WRITTEN INSTRUCTION 1 - Turn the rows, starting with the line containing "of the skylight" and going on through the line containing "x=101, y=360", into a Markdown table with columns Index and Line. Leave out blank lines, and include nothing outside that span.

======== GIVEN PASSAGE

Using de Moivre's formula to find an expression for $\sin 3x$ in terms of $\sin x$ and $\cos x$

Question

I was asked to use de Moivre's formula to find an expression for $\sin 3x$ in terms of $\sin x$ and $\cos x$.

De Moivre's formula is this: $$\cos nx+i\sin nx=(\cos x+i\sin x)^n$$ I plugged $3$ in for $n$ and got the following: $$\cos 3x+i\sin 3x = (\cos x+i\sin x)^3$$ At this point, I am stuck. I don't know how to take this and solve for $\sin 3x$. I could do: $\sin 3x=\frac{(\cos x+i\sin x)^3-\cos 3x}{i}$, but I do not think the answer is supposed to have an imaginary number in it.

================
======== DATA ROWS

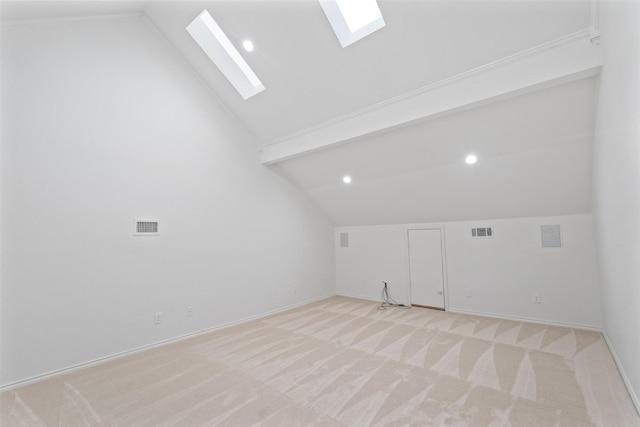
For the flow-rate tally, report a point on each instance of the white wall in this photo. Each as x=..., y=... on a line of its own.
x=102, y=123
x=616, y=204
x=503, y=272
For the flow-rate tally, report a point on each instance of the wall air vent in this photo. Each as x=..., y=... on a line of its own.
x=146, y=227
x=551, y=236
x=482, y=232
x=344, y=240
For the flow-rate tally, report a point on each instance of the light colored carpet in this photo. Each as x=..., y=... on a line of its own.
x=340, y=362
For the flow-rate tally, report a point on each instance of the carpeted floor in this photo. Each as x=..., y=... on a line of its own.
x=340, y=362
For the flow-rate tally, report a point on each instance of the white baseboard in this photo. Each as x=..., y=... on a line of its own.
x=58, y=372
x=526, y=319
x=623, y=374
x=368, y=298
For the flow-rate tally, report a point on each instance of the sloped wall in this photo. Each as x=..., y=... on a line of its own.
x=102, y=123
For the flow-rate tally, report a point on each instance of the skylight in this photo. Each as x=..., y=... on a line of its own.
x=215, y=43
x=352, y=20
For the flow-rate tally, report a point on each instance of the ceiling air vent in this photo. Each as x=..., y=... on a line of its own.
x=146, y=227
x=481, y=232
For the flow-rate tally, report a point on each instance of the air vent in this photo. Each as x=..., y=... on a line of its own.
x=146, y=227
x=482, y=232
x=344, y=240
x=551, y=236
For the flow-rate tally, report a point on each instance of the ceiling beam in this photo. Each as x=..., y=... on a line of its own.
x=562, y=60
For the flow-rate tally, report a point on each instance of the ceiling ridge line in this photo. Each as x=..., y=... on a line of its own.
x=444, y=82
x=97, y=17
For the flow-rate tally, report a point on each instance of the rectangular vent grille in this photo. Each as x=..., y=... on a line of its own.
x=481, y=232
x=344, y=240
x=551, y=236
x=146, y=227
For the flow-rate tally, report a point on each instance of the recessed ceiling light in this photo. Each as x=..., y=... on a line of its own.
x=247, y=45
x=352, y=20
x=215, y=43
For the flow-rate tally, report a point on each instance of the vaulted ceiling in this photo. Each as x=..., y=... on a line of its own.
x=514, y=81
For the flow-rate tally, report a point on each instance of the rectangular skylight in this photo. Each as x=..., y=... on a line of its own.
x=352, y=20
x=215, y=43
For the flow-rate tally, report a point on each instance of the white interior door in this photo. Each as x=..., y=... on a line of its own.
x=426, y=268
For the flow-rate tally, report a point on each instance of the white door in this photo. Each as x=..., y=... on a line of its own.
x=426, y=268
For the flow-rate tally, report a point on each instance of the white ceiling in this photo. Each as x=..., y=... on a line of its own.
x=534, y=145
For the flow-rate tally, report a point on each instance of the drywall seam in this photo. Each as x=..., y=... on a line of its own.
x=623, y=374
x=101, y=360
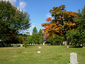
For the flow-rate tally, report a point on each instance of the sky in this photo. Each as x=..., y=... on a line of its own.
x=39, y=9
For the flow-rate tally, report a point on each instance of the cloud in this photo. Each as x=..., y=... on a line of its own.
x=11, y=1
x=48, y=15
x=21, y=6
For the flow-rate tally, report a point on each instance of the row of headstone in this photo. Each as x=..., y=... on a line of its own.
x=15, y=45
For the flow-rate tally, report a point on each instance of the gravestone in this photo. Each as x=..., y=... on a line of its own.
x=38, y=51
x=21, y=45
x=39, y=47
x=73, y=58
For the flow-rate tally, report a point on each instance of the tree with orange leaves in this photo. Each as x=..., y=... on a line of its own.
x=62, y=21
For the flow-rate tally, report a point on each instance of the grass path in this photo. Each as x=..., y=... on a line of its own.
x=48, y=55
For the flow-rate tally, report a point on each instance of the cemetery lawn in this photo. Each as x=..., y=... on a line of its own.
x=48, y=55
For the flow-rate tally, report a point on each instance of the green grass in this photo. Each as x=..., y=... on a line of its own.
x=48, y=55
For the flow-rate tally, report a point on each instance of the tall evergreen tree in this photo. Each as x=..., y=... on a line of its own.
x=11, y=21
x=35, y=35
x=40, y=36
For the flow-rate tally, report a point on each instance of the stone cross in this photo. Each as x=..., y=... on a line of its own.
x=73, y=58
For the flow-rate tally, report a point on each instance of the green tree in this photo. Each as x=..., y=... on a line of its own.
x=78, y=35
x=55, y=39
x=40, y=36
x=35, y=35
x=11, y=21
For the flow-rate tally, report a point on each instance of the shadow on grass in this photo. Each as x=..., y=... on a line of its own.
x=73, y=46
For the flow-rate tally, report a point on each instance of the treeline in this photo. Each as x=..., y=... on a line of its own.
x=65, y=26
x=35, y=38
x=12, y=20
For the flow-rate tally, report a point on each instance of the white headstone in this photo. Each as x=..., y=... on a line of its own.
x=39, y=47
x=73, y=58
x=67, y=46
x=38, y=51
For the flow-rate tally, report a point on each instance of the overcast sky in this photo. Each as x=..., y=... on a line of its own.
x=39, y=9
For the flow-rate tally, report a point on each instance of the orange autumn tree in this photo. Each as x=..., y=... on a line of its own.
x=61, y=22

================

WRITTEN INSTRUCTION 2 - From the de Moivre question, reproduce word for word the passage starting with "De Moivre's formula is" and going on through "number in it.".

WRITTEN ANSWER 1 -
| Index | Line |
|---|---|
| 1 | For the flow-rate tally, report a point on each instance of the skylight in this photo. Each as x=..., y=... on a line of its own. |
| 2 | x=215, y=43 |
| 3 | x=352, y=20 |
| 4 | For the flow-rate tally, report a point on each instance of the ceiling air vent in this photo. Each as x=..., y=... on a line of its own. |
| 5 | x=146, y=227 |
| 6 | x=481, y=232 |
| 7 | For the flow-rate tally, report a point on each instance of the air vent in this photo. Each as x=..., y=... on a line of its own. |
| 8 | x=146, y=227 |
| 9 | x=482, y=232 |
| 10 | x=344, y=240 |
| 11 | x=551, y=236 |
| 12 | For the flow-rate tally, report a point on each instance of the ceiling beam in this photo. Each as x=..., y=... on a line of its own. |
| 13 | x=562, y=60 |
| 14 | For the flow-rate tally, report a point on each instance of the ceiling ridge line in this photo. Each as x=..., y=... on a line of its own. |
| 15 | x=444, y=82 |
| 16 | x=97, y=17 |
| 17 | For the flow-rate tally, report a point on each instance of the rectangular vent grille in this photo. Each as x=..., y=... on a line of its own. |
| 18 | x=481, y=232 |
| 19 | x=344, y=240 |
| 20 | x=551, y=236 |
| 21 | x=146, y=227 |
| 22 | For the flow-rate tally, report a point on each instance of the recessed ceiling light in this photo. Each as x=..., y=... on a line of its own. |
| 23 | x=247, y=45 |
| 24 | x=352, y=20 |
| 25 | x=215, y=43 |
| 26 | For the flow-rate tally, report a point on each instance of the vaulted ceiling in this photo. Each as x=..., y=... on a line of its own. |
| 27 | x=514, y=81 |
| 28 | For the flow-rate tally, report a point on each instance of the rectangular skylight in this photo. Each as x=..., y=... on a line of its own. |
| 29 | x=352, y=20 |
| 30 | x=215, y=43 |
| 31 | For the flow-rate tally, report a point on each instance of the white interior door in this photo. Each as x=..., y=... on a line of its own. |
| 32 | x=426, y=268 |
| 33 | For the flow-rate tally, report a point on each instance of the white door in this photo. Each as x=..., y=... on a line of its own. |
| 34 | x=426, y=268 |
| 35 | For the flow-rate tally, report a point on each instance of the white ceiling in this photo. Each as x=..., y=... on a line of its own. |
| 36 | x=534, y=145 |
| 37 | For the flow-rate tally, report a point on each instance of the drywall seam in this photo. Each as x=..., y=... on a line of its own. |
| 38 | x=623, y=374 |
| 39 | x=101, y=360 |

WRITTEN ANSWER 2 -
De Moivre's formula is this: $$\cos nx+i\sin nx=(\cos x+i\sin x)^n$$ I plugged $3$ in for $n$ and got the following: $$\cos 3x+i\sin 3x = (\cos x+i\sin x)^3$$ At this point, I am stuck. I don't know how to take this and solve for $\sin 3x$. I could do: $\sin 3x=\frac{(\cos x+i\sin x)^3-\cos 3x}{i}$, but I do not think the answer is supposed to have an imaginary number in it.